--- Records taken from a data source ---
— begin —

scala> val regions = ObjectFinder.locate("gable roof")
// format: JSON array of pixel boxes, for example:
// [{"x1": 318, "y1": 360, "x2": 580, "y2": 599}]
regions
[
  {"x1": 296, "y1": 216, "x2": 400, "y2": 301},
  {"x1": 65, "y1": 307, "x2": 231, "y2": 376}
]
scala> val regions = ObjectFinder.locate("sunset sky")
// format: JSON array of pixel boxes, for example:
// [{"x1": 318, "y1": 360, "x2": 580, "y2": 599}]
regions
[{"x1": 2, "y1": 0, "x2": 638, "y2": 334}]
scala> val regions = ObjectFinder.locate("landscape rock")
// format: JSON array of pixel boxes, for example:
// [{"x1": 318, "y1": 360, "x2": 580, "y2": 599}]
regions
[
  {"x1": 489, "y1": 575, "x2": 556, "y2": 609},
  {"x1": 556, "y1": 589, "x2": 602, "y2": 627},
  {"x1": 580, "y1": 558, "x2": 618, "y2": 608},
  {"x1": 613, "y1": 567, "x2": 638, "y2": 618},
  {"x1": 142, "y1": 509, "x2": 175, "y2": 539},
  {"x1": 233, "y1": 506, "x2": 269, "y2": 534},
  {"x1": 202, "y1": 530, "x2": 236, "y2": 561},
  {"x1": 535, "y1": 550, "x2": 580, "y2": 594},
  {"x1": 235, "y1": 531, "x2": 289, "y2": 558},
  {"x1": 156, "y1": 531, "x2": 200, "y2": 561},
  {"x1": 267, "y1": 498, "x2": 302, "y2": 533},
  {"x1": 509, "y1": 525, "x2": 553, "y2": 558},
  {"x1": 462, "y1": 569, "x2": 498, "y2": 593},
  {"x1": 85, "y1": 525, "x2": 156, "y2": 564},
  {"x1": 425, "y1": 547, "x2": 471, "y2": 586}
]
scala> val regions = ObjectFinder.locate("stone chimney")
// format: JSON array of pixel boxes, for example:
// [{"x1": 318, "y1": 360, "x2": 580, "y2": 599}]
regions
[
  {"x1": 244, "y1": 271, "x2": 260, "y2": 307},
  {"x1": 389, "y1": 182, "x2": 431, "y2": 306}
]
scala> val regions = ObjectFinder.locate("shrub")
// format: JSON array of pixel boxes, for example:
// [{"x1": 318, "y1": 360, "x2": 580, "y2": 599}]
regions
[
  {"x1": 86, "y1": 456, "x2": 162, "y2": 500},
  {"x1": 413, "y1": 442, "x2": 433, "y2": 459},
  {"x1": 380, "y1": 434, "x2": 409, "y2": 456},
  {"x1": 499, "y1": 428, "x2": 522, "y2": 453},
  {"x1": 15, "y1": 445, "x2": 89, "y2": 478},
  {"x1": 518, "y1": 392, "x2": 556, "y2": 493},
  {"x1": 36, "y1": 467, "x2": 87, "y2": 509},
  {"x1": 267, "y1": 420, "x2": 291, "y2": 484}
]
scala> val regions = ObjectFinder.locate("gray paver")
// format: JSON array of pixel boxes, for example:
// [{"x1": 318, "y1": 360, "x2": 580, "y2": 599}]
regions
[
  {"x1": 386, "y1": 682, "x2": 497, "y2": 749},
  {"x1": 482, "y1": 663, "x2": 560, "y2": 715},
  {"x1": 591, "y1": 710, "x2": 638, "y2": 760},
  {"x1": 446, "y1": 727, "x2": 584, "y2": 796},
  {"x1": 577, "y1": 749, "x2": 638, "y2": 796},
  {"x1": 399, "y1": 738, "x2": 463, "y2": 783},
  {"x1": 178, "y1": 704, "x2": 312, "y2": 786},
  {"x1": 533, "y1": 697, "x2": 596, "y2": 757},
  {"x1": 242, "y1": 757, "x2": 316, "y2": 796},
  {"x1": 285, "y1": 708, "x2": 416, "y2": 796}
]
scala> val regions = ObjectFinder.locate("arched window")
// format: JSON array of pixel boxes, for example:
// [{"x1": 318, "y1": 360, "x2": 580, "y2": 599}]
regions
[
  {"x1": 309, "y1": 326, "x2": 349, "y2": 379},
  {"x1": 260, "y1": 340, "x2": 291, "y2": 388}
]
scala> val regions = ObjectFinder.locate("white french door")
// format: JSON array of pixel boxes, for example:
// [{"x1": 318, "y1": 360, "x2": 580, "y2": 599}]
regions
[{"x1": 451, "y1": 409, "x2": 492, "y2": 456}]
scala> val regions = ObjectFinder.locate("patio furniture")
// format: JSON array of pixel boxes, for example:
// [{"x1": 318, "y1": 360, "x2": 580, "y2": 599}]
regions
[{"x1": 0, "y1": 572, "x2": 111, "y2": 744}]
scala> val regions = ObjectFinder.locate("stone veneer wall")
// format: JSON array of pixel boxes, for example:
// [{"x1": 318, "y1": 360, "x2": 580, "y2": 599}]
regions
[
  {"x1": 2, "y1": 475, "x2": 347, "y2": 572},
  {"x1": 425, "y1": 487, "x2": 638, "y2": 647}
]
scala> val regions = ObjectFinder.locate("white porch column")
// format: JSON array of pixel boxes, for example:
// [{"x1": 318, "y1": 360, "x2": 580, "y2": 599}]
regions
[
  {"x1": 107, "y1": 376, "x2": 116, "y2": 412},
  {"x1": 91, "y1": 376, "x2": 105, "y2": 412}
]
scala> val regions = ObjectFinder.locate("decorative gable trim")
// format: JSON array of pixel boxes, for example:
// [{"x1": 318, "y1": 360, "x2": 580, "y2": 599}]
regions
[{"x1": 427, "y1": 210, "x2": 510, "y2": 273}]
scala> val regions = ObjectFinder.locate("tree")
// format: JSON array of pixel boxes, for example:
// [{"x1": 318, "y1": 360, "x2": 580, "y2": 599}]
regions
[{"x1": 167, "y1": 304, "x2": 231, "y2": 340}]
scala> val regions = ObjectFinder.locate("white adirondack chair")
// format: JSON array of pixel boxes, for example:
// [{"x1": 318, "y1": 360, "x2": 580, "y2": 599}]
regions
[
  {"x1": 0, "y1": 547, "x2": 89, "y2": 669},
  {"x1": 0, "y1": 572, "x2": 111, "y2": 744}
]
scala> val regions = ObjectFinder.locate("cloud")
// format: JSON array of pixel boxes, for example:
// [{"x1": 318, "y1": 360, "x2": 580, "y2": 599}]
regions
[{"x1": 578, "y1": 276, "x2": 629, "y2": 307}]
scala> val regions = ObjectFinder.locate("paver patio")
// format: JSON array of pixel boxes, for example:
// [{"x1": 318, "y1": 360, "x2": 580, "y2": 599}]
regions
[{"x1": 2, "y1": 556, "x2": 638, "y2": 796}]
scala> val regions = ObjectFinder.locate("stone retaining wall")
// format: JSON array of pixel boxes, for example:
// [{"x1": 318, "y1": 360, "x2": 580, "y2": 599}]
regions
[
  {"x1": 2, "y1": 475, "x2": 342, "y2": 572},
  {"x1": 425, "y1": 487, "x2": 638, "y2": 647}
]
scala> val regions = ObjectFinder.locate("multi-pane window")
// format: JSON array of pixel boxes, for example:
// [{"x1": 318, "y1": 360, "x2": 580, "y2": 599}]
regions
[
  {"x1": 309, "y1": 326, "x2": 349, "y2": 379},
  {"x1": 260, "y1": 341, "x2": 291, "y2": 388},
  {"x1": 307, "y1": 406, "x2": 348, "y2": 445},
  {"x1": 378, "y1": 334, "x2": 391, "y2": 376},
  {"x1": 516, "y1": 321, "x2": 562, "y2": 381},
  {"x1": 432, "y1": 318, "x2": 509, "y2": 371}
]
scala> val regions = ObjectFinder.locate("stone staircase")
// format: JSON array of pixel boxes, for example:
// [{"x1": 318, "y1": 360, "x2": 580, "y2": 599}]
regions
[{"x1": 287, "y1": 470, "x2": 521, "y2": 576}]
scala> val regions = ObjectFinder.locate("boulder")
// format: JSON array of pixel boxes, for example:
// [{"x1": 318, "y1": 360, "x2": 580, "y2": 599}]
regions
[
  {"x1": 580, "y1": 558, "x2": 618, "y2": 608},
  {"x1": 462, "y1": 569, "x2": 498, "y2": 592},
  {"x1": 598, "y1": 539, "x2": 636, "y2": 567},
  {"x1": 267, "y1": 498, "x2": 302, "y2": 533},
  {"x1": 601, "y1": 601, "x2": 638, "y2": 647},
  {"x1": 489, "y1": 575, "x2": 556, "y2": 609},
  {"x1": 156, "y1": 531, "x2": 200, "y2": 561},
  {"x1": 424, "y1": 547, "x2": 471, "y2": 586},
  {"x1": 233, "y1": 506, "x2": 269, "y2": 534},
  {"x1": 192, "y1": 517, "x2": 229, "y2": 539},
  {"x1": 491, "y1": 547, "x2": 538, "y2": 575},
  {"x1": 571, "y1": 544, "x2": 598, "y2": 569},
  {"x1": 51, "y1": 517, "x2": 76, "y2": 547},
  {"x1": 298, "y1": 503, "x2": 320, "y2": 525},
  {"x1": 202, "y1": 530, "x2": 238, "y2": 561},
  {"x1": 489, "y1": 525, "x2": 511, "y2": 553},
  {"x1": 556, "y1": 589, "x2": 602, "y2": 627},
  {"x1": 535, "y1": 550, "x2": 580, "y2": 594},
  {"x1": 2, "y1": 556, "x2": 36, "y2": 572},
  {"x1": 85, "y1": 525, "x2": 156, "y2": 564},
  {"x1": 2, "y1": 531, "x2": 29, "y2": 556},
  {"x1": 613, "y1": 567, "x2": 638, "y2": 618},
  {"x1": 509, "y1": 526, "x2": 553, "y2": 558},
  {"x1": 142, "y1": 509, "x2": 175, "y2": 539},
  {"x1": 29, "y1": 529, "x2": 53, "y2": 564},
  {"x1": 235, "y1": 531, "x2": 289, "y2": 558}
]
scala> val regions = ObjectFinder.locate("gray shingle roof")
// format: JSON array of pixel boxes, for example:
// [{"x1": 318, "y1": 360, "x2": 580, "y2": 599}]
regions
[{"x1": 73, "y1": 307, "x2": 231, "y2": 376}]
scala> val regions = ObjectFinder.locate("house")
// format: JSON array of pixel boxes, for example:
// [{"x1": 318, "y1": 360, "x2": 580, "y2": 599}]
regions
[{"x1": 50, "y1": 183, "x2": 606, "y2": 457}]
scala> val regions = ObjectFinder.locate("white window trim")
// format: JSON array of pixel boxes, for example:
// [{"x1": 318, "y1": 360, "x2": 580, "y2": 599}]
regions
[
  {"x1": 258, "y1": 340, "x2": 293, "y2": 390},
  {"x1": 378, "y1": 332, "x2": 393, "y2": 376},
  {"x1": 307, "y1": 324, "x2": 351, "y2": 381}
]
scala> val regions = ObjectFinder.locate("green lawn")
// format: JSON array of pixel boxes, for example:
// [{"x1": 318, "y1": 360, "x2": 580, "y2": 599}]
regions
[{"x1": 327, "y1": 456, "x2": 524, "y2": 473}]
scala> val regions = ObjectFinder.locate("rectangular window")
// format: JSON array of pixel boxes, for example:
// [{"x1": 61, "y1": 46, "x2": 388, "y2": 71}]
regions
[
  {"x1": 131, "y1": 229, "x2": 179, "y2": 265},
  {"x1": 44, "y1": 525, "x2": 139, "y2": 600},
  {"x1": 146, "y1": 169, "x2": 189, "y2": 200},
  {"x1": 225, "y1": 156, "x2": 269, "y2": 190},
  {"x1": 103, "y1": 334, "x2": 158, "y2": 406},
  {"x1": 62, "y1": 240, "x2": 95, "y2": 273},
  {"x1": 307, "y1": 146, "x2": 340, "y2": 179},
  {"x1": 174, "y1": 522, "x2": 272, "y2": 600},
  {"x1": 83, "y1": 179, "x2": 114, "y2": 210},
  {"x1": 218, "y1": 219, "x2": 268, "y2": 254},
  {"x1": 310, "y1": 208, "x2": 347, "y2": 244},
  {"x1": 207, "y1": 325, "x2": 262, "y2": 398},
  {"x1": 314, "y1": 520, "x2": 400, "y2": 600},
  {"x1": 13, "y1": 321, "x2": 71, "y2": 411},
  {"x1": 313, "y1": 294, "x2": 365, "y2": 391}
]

— end —

--- EXERCISE REQUIREMENTS ---
List every line of the material above that contains the string "patio", copying each such line in full. Matching is case-sensitive.

--- EXPECTED OUTPUT ---
scala> val regions = ObjectFinder.locate("patio furniture")
scala> val regions = ObjectFinder.locate("paver patio")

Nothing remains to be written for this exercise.